**SELECTED EXTRACT:**
# Anyone have a B3030 yet?



## rpeter (Oct 24, 2004)

My dealer said if I order a B3030 it would be June before I get it. Has any one put in an order for or have a promised delivery date on a B3030. Just seemed like 3 and1/2 months was a long lead time.


----------



## Michael (Sep 16, 2003)

I have to say welcome to tractorforum.com and glad to see you here. :cheers: I do have to agree with you that 3 and half months is a long time for the tractor. I do have a few questions for you, You are looking at a 30 hp tractor and have you look at other name brands? For instance Case, the green machines, and any others I just cannot think of right now. Have you checked other Kubota dealers and see what type of lead time they have? I just think that if this dealer wanted you business that I would think that he would be busting down all the barriers to get that tractor ina couple weeks to a month.


----------



## rpeter (Oct 24, 2004)

*Good Questions Michael*

Some good questions Michael!

We are planting about 10 acres of new seedling trees on the 22 acres of land that we bought last summer. One of the main “regular” jobs for the tractor will be “bush hogging” in around and under those trees for about 10 years until they create enough of a cover to take care of themselves. The property also has a 6 acre pond with a dam that will need to be “bush hogged. Then there is 2-3 acres of marshy wet lands that I will need to traverse on occasion. 

Mostly because of the compaction that a heavy tractor will cause in the area around/under the trees and being able to fit under them as they grow, I feel I need a smaller certainly lighter tractor. The 30 hp B3030 is the smallest lightest tractor in its class. Yet it delivers 24 hp at the PTO so I should not have any problem running a 5’ wide cutter/shredder.

**SOURCE DATA:**
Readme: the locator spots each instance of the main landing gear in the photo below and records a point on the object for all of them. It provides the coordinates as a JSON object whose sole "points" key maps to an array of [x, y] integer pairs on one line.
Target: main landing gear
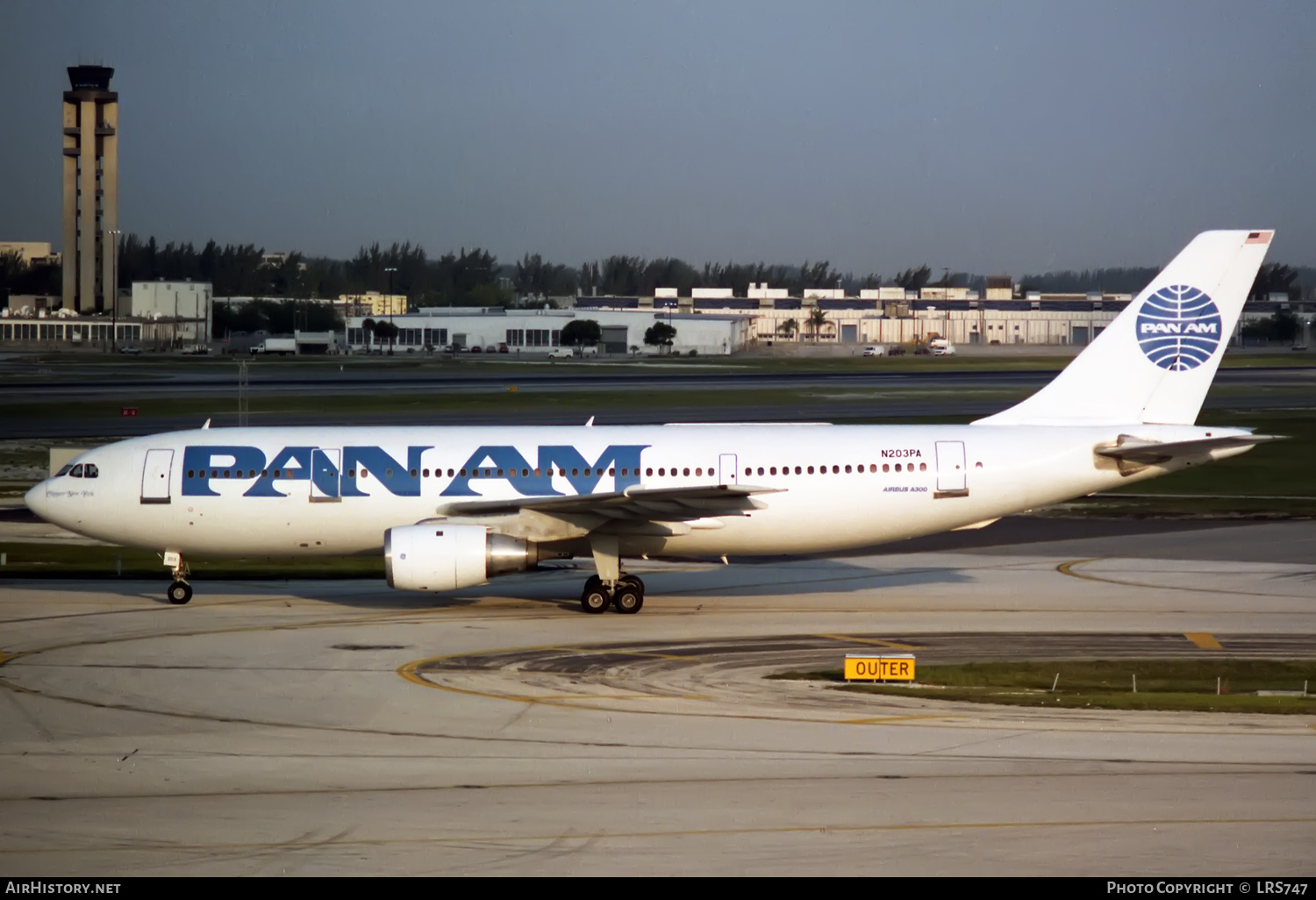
{"points": [[626, 595], [611, 587], [179, 592]]}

**SET TASK:** Quote the tractor thread word for word, from "## Michael (Sep" up to and including "good questions Michael!".

**COMPLETE ANSWER:**
## Michael (Sep 16, 2003)

I have to say welcome to tractorforum.com and glad to see you here. :cheers: I do have to agree with you that 3 and half months is a long time for the tractor. I do have a few questions for you, You are looking at a 30 hp tractor and have you look at other name brands? For instance Case, the green machines, and any others I just cannot think of right now. Have you checked other Kubota dealers and see what type of lead time they have? I just think that if this dealer wanted you business that I would think that he would be busting down all the barriers to get that tractor ina couple weeks to a month.


----------



## rpeter (Oct 24, 2004)

*Good Questions Michael*

Some good questions Michael!